TEXT:
···

Future Aquatic Invaders of the Northeast: How Climate Change, Human Vectors, and Natural History Could Bring Southern and Western Species North
Description
Invasive species are one of the greatest threats to U.S. biodiversity, and aquatic invasions have already cost the global economy $345 billion in mitigation efforts, with the greatest costs incurred in North America. Moreover, climate change is expected to exacerbate this problem by facilitating the spread of invasive species, a circumstance that helps explain why invasive species range shifts resulting from climate change have been identified as a major concern for natural resource managers.
In this webinar, Wesley Daniel (USGS Wetland & Aquatic Research Center) and Catherine Jarnevich (USGS Fort Collins Science Center will discuss their NE CASC project, "Future Aquatic Invaders of the Northeast", which was designed to help address the issues outlined above. For this work, they and their collaborators created realistic future scenarios for the expansion of freshwater aquatic invasive species established in the southern and western U.S. into northeastern waterbodies by utilizing stakeholder inputs on priority invasive aquatic species. Team members used habitat suitability models based on life-history traits projected onto future climate conditions and analyzed known pathways of spread to develop risk scores for the spread and establishment of impactful aquatic invaders in the Northeast. They assessed 93 freshwater aquatic taxa not established in the northeast study area (45 plants, 32 fishes, and 16 invertebrates) but established in neighboring western and southern regions based on stakeholder input and occurrence records. The forecasted habitat suitability maps and pathway risk analysis are informing risk-based assessments of the streams and lakes of the Northeast for each target species.

···

DATA FOR ANALYSIS:

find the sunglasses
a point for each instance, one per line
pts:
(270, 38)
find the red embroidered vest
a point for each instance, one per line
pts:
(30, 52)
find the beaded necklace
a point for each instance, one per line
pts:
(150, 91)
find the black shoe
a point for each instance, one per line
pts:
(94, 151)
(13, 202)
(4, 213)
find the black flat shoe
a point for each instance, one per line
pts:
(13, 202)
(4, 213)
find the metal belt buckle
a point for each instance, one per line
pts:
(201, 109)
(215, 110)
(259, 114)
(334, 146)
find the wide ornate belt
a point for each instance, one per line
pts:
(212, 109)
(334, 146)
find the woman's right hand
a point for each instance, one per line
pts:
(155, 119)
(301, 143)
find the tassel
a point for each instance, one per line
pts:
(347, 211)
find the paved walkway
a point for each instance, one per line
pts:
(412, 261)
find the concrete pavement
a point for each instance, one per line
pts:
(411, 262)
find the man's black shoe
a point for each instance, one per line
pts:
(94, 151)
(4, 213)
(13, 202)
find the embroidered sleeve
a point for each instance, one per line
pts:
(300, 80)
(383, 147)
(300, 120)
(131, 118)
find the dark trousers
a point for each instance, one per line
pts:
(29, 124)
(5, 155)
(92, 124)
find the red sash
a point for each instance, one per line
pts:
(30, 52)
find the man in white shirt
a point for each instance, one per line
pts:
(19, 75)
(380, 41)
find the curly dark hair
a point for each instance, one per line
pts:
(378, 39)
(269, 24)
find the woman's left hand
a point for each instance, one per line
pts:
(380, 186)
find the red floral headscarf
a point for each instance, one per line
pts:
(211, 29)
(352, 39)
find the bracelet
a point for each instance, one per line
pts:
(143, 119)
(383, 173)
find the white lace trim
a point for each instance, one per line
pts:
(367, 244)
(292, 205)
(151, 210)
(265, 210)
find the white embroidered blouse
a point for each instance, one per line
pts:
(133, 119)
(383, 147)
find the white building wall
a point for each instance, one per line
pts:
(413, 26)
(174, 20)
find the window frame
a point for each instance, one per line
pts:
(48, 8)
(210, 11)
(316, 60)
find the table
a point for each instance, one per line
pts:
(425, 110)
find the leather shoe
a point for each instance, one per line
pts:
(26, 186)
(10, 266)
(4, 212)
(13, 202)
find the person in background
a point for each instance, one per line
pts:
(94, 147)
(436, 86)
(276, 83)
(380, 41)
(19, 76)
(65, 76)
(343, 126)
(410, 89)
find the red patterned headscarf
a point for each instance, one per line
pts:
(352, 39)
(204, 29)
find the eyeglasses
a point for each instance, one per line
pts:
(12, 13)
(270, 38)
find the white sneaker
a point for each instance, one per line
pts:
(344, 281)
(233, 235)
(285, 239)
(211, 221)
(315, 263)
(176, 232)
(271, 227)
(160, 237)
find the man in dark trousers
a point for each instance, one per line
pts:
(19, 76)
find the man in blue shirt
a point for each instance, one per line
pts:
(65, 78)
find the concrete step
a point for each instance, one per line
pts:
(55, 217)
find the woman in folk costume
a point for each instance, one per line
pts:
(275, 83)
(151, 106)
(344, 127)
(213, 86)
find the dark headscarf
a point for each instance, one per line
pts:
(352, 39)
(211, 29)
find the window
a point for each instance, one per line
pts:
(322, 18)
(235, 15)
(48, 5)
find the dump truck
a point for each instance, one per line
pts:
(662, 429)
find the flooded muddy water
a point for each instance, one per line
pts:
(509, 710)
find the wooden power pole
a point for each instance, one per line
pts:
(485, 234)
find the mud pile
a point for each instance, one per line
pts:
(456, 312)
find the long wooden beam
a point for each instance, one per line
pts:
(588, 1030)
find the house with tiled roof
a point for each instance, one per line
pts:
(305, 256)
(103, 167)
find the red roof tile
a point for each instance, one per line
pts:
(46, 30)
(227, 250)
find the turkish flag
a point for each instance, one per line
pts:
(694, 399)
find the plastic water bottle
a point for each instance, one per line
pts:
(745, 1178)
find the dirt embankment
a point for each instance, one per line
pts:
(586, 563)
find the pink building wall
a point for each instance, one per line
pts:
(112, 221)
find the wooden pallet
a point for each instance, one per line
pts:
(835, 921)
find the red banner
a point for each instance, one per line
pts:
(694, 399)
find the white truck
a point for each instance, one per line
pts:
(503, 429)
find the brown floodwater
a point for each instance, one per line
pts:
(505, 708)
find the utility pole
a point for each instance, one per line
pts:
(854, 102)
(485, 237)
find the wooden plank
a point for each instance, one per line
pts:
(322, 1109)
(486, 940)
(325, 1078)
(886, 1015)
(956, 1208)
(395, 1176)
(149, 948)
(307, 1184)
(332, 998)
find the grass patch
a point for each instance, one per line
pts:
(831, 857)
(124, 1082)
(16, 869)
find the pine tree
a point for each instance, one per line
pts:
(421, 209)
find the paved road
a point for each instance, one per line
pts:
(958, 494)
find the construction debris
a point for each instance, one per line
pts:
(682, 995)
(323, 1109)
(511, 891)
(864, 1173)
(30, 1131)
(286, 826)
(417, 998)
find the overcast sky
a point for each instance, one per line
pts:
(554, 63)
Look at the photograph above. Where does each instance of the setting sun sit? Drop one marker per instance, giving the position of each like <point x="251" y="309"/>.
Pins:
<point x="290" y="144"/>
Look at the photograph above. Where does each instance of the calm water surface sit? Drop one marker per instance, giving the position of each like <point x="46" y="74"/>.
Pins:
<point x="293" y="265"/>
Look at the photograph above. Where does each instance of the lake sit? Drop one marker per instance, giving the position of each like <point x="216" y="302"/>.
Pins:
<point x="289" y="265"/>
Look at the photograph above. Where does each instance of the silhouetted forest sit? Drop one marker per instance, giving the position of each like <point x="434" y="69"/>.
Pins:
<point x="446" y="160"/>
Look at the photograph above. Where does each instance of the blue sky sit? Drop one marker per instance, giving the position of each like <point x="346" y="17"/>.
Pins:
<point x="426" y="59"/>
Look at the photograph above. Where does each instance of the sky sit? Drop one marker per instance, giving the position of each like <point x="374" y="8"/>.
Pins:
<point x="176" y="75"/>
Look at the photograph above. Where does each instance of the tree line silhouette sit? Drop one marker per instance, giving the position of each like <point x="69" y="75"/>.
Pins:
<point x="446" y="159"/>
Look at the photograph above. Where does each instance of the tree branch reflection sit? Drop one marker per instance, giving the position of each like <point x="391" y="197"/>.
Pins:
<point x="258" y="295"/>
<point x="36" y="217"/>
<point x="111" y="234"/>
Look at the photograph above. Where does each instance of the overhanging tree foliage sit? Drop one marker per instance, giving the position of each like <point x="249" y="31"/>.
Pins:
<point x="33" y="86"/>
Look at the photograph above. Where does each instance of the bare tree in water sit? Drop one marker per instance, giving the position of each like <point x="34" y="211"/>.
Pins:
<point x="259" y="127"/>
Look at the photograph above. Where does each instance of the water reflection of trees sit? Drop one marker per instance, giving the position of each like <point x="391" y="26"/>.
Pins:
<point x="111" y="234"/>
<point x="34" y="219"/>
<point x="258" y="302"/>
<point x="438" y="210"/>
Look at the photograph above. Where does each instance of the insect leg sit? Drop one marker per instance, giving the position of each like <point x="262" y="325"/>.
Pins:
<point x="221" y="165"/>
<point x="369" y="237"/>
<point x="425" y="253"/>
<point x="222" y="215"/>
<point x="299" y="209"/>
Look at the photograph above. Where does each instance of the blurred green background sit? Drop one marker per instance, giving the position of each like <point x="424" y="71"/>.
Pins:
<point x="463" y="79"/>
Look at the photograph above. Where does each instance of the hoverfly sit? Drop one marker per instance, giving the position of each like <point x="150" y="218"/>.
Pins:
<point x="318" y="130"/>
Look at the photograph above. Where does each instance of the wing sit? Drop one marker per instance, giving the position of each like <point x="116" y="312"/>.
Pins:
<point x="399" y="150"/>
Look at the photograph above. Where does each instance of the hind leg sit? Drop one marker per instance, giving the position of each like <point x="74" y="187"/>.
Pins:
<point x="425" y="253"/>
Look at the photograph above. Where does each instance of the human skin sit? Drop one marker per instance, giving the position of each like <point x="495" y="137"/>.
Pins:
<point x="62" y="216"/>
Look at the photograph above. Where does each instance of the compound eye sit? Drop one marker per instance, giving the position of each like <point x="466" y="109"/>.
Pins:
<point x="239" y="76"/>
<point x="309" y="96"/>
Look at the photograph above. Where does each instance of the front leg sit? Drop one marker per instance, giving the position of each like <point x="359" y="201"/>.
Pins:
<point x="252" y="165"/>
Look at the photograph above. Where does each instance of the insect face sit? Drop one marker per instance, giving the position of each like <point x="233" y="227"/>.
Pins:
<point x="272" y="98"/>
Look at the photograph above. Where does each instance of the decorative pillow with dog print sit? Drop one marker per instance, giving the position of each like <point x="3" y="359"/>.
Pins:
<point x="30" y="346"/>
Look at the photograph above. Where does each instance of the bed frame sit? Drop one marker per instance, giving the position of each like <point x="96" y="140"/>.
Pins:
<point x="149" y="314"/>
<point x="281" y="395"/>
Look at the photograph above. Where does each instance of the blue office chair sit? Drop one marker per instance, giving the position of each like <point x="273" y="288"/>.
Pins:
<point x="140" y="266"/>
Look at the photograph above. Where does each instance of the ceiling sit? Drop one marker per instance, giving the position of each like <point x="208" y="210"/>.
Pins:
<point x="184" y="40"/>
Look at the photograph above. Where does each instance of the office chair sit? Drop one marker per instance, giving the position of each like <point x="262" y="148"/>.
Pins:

···

WORK ORDER: Revise the portion of the aquatic invaders text that opens with the words containing "Future Aquatic Invaders of the Northeast: How" and closes with "natural resource managers.", changing "biodiversity" to "ecosystems". You won't need the material for this.

REPLY TO THE TASK:
Future Aquatic Invaders of the Northeast: How Climate Change, Human Vectors, and Natural History Could Bring Southern and Western Species North
Description
Invasive species are one of the greatest threats to U.S. ecosystems, and aquatic invasions have already cost the global economy $345 billion in mitigation efforts, with the greatest costs incurred in North America. Moreover, climate change is expected to exacerbate this problem by facilitating the spread of invasive species, a circumstance that helps explain why invasive species range shifts resulting from climate change have been identified as a major concern for natural resource managers.